··· Given data ···
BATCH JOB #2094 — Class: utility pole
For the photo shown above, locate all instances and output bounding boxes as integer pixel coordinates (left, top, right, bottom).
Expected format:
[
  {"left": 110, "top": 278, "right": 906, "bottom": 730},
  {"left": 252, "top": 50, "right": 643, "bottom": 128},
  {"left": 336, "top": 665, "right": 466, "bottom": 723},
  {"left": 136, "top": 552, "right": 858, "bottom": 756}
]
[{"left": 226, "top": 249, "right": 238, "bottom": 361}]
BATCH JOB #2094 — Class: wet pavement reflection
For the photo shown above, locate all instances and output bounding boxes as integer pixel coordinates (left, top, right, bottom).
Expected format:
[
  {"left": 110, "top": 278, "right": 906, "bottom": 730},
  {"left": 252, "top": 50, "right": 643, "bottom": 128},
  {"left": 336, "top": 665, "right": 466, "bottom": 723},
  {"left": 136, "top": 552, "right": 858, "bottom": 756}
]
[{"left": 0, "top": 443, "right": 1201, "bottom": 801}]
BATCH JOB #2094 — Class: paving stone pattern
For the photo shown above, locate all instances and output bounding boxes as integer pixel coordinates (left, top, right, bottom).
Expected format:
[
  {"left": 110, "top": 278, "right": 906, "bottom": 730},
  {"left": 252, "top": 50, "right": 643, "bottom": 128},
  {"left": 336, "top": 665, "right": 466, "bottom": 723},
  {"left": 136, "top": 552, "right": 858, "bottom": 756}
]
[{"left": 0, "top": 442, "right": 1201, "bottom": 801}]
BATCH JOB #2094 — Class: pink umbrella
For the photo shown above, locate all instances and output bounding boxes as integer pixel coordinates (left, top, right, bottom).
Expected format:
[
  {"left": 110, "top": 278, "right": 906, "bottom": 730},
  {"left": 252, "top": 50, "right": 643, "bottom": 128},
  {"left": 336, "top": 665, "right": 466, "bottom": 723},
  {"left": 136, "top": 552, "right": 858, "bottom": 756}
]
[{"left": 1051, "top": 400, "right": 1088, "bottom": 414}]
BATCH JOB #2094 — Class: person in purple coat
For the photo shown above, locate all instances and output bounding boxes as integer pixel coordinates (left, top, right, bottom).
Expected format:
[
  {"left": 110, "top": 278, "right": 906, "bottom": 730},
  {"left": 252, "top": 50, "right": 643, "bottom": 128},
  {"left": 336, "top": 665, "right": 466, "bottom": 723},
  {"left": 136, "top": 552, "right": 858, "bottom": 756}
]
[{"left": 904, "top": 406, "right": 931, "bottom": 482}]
···
··· Given data ···
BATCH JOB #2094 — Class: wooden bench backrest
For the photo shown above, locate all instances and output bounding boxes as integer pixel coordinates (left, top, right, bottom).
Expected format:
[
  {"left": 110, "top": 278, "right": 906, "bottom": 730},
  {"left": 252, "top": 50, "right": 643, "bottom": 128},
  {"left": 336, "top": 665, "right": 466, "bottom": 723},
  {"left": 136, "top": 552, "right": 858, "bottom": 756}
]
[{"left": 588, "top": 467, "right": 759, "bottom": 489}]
···
··· Given data ···
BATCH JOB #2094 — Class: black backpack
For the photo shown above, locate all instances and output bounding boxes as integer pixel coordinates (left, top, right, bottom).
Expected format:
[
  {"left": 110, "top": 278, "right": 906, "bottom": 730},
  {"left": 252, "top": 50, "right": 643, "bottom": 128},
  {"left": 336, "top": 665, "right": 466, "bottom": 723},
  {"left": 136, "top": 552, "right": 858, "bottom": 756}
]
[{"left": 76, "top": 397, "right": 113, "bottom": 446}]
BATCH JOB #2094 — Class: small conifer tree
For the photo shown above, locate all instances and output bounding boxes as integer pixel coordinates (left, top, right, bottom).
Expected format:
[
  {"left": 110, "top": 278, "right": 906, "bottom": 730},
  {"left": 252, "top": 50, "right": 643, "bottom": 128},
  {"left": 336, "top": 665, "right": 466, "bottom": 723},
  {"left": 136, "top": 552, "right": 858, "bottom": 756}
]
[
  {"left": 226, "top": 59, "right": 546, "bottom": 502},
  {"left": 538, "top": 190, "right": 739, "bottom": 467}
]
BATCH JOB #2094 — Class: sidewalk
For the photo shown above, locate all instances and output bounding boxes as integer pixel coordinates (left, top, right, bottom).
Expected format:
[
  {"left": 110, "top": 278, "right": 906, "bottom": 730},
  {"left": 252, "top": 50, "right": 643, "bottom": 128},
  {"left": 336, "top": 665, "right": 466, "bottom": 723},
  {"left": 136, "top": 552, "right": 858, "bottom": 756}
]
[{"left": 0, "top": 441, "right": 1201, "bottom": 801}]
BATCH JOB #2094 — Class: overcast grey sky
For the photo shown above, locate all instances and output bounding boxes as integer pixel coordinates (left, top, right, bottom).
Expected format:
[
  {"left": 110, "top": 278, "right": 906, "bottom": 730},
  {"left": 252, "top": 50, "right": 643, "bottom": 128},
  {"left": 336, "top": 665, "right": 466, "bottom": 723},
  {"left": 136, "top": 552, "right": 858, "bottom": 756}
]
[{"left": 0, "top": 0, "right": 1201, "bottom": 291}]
···
▸ Task to carry out
Which lines of the items above contain the word "BATCH"? Pick out each one and copy it in full.

▸ Answer for the task
BATCH JOB #2094 — Class: utility pole
BATCH JOB #2094 — Class: wet pavement reflection
BATCH JOB #2094 — Class: paving stone pattern
BATCH JOB #2094 — Class: pink umbrella
BATCH JOB #2094 — Class: person in purple coat
BATCH JOB #2094 — Class: wooden bench backrest
BATCH JOB #2094 — Class: black backpack
BATCH JOB #2094 — Class: small conifer tree
BATCH JOB #2094 — Class: sidewalk
BATCH JOB #2094 — Class: overcast grey sky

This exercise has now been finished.